• **Outline records**
☆ ☆ ☆ ☆ ☆

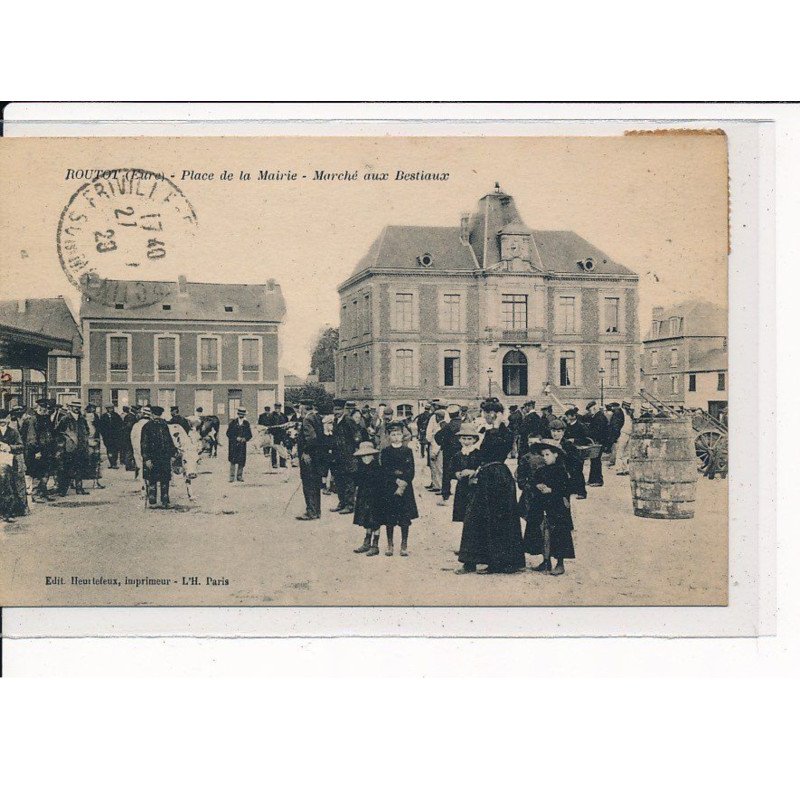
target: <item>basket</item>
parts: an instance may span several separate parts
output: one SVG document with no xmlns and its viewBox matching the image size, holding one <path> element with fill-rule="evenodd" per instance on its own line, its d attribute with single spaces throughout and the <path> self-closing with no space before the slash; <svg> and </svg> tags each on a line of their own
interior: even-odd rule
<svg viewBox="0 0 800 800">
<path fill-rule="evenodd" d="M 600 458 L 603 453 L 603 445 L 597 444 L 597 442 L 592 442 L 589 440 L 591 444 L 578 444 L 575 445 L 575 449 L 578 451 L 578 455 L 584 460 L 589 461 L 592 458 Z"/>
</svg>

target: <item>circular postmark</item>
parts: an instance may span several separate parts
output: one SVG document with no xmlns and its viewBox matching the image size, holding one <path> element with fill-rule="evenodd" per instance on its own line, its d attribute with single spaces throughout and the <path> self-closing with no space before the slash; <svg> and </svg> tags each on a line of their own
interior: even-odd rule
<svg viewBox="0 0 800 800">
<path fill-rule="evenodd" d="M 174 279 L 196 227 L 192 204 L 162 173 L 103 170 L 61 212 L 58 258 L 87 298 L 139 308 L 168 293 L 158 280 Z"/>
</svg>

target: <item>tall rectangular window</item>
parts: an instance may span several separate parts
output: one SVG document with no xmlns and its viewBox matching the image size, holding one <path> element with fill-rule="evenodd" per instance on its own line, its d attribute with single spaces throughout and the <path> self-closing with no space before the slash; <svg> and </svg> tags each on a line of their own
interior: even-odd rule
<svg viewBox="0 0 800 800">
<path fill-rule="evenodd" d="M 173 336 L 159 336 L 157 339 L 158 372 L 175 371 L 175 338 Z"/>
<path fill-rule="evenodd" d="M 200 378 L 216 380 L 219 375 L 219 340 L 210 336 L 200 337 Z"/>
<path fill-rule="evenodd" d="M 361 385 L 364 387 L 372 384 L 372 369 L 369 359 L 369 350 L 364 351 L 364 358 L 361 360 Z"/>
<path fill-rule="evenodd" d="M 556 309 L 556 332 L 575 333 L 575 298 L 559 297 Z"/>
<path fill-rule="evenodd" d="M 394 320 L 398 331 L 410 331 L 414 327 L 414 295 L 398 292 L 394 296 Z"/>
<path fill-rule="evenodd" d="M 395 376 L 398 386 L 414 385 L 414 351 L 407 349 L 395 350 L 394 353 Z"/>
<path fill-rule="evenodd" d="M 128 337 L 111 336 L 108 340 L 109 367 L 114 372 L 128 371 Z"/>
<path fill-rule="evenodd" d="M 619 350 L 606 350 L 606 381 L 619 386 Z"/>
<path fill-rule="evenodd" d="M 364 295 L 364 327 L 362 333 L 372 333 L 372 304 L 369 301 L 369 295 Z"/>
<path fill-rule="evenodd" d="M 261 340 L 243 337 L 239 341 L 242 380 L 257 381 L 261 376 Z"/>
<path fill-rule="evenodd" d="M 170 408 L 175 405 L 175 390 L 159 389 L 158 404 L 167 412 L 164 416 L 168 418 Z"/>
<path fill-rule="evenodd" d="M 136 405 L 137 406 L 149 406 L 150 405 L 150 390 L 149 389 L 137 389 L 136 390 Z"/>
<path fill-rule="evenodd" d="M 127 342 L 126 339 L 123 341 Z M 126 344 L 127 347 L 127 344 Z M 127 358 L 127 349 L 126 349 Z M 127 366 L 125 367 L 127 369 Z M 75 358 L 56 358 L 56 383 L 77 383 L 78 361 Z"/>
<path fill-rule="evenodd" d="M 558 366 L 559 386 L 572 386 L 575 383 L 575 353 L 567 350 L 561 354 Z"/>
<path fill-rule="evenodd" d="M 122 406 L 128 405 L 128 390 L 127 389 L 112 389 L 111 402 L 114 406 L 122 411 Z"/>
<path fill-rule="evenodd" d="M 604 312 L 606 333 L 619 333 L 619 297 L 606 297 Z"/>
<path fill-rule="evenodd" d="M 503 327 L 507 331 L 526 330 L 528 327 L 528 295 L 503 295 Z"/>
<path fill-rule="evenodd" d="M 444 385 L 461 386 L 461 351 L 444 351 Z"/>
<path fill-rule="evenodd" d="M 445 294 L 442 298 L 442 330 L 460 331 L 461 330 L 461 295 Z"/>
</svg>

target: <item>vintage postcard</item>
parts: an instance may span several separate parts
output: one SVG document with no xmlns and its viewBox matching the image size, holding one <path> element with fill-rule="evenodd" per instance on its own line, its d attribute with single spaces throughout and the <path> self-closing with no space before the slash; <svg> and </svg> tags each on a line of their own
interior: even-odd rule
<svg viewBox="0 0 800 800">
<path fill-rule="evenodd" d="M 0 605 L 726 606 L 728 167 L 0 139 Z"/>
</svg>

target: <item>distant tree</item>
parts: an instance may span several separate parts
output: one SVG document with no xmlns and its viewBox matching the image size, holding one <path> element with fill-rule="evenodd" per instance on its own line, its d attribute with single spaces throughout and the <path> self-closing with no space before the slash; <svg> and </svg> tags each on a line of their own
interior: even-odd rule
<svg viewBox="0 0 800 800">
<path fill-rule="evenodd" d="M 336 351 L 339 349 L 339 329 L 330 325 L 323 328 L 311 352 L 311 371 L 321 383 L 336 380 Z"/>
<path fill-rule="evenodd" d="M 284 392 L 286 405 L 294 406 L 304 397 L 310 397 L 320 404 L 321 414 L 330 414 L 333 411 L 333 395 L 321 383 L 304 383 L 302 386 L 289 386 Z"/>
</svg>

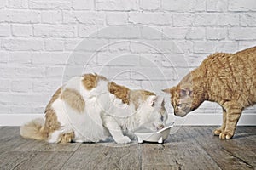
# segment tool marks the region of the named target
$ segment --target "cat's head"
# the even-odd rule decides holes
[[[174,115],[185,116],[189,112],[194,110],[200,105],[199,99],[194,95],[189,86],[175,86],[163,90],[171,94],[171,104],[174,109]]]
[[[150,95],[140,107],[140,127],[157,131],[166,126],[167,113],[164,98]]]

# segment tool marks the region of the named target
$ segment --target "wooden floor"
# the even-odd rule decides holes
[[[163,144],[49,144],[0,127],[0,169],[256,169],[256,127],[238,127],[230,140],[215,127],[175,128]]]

☆ ☆ ☆ ☆ ☆

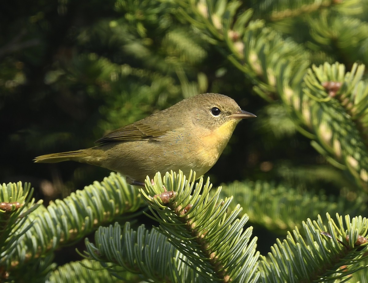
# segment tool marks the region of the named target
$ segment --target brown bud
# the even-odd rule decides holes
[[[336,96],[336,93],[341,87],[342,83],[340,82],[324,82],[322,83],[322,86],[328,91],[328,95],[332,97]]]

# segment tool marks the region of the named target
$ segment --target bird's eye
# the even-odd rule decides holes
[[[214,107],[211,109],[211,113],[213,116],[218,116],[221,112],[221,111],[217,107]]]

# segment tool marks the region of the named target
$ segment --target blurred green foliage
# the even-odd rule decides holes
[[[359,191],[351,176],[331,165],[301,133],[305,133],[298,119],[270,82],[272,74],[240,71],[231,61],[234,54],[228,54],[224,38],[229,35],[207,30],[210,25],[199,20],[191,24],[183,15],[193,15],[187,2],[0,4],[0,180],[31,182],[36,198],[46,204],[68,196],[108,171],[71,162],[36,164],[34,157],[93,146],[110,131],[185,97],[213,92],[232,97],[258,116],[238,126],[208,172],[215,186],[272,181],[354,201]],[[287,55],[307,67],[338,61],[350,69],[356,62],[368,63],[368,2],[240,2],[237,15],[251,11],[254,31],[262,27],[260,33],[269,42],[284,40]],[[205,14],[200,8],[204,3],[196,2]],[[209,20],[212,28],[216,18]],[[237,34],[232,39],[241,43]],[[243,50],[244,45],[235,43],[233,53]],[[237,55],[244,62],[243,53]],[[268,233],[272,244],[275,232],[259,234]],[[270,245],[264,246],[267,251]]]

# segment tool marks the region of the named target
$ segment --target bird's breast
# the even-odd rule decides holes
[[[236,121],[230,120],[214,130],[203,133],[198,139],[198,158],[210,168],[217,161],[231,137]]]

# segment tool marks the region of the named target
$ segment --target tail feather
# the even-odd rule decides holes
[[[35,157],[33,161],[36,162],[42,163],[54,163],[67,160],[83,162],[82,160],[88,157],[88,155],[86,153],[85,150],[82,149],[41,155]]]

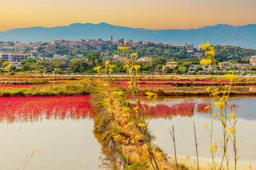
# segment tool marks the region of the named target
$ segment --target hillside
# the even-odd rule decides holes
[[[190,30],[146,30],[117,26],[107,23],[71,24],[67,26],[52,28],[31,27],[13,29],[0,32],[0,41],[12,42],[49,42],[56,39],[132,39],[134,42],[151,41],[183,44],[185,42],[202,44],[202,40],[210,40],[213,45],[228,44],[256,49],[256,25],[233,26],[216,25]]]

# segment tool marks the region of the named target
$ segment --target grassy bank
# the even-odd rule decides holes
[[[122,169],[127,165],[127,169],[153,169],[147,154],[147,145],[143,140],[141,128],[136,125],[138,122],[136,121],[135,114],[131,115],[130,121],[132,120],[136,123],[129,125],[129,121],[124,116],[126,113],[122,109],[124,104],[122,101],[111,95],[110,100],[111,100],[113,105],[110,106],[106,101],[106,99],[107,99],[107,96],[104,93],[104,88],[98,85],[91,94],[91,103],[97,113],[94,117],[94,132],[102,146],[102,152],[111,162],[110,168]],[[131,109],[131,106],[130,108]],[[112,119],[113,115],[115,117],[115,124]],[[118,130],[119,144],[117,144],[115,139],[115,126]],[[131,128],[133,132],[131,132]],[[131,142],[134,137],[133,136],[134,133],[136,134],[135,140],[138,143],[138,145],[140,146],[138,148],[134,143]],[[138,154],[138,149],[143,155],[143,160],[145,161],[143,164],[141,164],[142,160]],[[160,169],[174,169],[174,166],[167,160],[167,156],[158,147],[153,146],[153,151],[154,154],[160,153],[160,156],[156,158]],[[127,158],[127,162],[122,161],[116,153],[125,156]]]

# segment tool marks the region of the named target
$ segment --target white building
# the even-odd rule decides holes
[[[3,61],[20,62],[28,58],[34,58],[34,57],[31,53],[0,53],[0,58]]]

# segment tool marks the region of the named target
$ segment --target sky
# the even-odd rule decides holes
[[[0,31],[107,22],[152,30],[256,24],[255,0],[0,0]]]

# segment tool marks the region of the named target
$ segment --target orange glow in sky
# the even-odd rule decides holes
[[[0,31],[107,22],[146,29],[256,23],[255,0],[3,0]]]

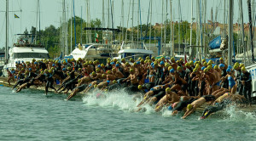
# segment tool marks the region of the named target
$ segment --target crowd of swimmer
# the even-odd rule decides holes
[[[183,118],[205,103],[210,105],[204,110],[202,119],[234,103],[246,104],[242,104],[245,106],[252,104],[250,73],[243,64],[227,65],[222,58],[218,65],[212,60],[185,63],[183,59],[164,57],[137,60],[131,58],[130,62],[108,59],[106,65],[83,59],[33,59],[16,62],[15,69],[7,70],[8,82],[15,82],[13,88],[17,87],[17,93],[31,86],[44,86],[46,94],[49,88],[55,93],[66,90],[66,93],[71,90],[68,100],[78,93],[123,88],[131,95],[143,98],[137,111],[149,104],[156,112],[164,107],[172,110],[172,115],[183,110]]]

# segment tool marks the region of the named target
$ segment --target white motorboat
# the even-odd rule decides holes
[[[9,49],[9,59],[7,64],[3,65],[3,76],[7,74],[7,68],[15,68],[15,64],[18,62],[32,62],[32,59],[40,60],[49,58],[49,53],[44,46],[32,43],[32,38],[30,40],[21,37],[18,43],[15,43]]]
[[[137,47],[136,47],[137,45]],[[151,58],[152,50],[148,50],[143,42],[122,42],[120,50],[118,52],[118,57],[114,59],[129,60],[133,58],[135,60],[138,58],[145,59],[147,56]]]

☆ ☆ ☆ ☆ ☆

• **STATED GOAL**
Please output everything from the line containing "target: <item>tall rectangular window</item>" down to the line containing "556 309 L 556", unchanged.

• **WORKED SOLUTION**
target: <item>tall rectangular window</item>
parts: an instance may span several separate parts
output: one SVG document with no xmlns and its viewBox matching the image size, holding one <path> element with fill-rule="evenodd" per instance on its own line, its d attribute with single spaces throughout and the <path> self-closing with no space before the slash; <svg> and </svg> tags each on a line of their own
interior: even-odd rule
<svg viewBox="0 0 800 800">
<path fill-rule="evenodd" d="M 173 336 L 159 336 L 157 339 L 158 372 L 175 371 L 175 338 Z"/>
<path fill-rule="evenodd" d="M 200 378 L 216 380 L 219 375 L 219 340 L 210 336 L 200 337 Z"/>
<path fill-rule="evenodd" d="M 361 385 L 364 387 L 372 384 L 372 369 L 369 359 L 369 350 L 364 351 L 364 358 L 361 360 Z"/>
<path fill-rule="evenodd" d="M 556 309 L 556 332 L 575 333 L 575 298 L 559 297 Z"/>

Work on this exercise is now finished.